* _SHORT EXERCISE 1_: Duplicate the part of the dataset rows below that starts at their first line and ends at the line containing "[[[32,6],[32,0],[0,0],[0,9],[22,9]]]", both ends included.

** Start GIVEN TEXT **

In [1]:

import coursier._

interp.repositories() ++= Seq(MavenRepository("https://repo1.maven.org/maven2"))

Out[1]:

import coursier._

In [2]:

import $ivy.`org.apache.spark::spark-sql:2.3.1`
import $ivy.`sh.almond::almond-spark:0.4.0`
import $ivy.`com.github.julien-truffaut::monocle-core:1.5.0`
import $ivy.`com.github.julien-truffaut::monocle-macro:1.5.0`

import $ivy.`org.hablapps::spark-optics:0.1.0`

import org.apache.log4j.{Level, Logger}
Logger.getLogger("org").setLevel(Level.OFF)

import org.apache.spark.sql.functions._
import org.apache.spark.sql._

Out[2]:

import $ivy.$                                  

import $ivy.$                              

import $ivy.$                                               

import $ivy.$                                                


import $ivy.$                                             


import org.apache.log4j.{Level, Logger}

import org.apache.spark.sql.functions._

import org.apache.spark.sql._

In [3]:

val sparkSession = NotebookSparkSession.builder().master("local").appName("jupiter").getOrCreate()
sparkSession.sparkContext.setLogLevel("ERROR")

Loading spark-stubs
Getting spark JARs
Creating SparkSession

Using Spark's default log4j profile: org/apache/spark/log4j-defaults.properties

Spark UI

Out[3]:

sparkSession: SparkSession = org.apache.spark.sql.SparkSession@34c7457e

In [4]:

org.apache.spark.sql.catalyst.encoders.OuterScopes.addOuterScope(this)
case class Street(number: Int, name: String)
case class Address(city: String, street: Street)
case class Company(name: String, address: Address)
case class Employee(name: String, company: Company)

Out[4]:

defined class Street
defined class Address
defined class Company
defined class Employee

Spark lenses Spark has a columnar format, the columns can be of any basic sql type, integers, floats, strings, timestamps, dates. Also spark allow us to use complex structures, as structs what would be a product in ADT. Also arrays and maps are consider complex types. In our case we are going to focus in structs only, and to make it easier, first we are going to create a case class that will be our default structure. Due to issues of creating case classes in jupyter, we already have them precompiled in the project. And they follow the following code: case class Street(number: Int, name: String) case class Address(city: String, street: Street) case class Company(name: String, address: Address) case class Employee(name: String, company: Company)

In [5]:

//import org.habla.sparklens.{Employee,Company,Address,Street}
val employee = Employee("john", Company("awesome inc", Address("london", Street(23, "high street"))))

Out[5]:

employee: Employee = Employee(
  "john",
  Company("awesome inc", Address("london", Street(23, "high street")))
)

In [6]:

import sparkSession.implicits._
val df = List(employee).toDS.toDF

Out[6]:

import sparkSession.implicits._

df: DataFrame = [name: string, company: struct<name: string, address: struct<city: string, street: struct<number: int, name: string>>>]

In [7]:

df.show
df.printSchema

+----+--------------------+
|name|             company|
+----+--------------------+
|john|[awesome inc, [lo...|
+----+--------------------+

root
 |-- name: string (nullable = true)

** End GIVEN TEXT **

* _SHORT EXERCISE 2_: Besides structs, which types does the Spark lenses notebook say are also considered complex?

** Start LISTED RECORDS **

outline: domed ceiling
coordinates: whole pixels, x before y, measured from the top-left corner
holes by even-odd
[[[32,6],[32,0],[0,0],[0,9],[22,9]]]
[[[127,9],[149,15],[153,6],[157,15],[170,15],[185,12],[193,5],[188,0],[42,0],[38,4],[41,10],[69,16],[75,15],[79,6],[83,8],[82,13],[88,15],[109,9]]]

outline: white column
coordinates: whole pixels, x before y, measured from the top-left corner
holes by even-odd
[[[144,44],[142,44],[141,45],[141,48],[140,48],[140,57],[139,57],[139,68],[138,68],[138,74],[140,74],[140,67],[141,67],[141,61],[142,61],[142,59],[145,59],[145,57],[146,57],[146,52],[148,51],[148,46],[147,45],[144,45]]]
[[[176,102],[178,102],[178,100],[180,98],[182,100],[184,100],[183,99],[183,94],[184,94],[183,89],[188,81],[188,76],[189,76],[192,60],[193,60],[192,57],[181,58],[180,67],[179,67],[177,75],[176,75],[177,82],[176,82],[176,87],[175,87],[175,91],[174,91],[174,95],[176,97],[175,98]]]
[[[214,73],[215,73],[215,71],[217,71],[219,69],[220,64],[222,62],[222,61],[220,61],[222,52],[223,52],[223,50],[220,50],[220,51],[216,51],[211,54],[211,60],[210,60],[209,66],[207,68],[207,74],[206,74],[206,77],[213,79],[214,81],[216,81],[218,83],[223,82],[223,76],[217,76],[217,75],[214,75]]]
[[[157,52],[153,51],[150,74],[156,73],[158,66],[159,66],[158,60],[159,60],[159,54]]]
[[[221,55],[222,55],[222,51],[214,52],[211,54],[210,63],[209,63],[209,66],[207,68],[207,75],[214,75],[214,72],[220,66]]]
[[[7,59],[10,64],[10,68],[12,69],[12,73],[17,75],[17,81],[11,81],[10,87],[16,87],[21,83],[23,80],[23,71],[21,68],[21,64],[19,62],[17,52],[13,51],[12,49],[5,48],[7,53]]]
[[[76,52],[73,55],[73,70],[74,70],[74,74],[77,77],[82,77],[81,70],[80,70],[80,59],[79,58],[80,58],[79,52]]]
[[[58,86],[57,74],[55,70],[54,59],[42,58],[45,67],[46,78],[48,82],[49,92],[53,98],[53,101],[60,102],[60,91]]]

** End LISTED RECORDS **

* _RESPONSE 1_:
outline: domed ceiling
coordinates: whole pixels, x before y, measured from the top-left corner
holes by even-odd
[[[32,6],[32,0],[0,0],[0,9],[22,9]]]

* _RESPONSE 2_: Arrays and maps.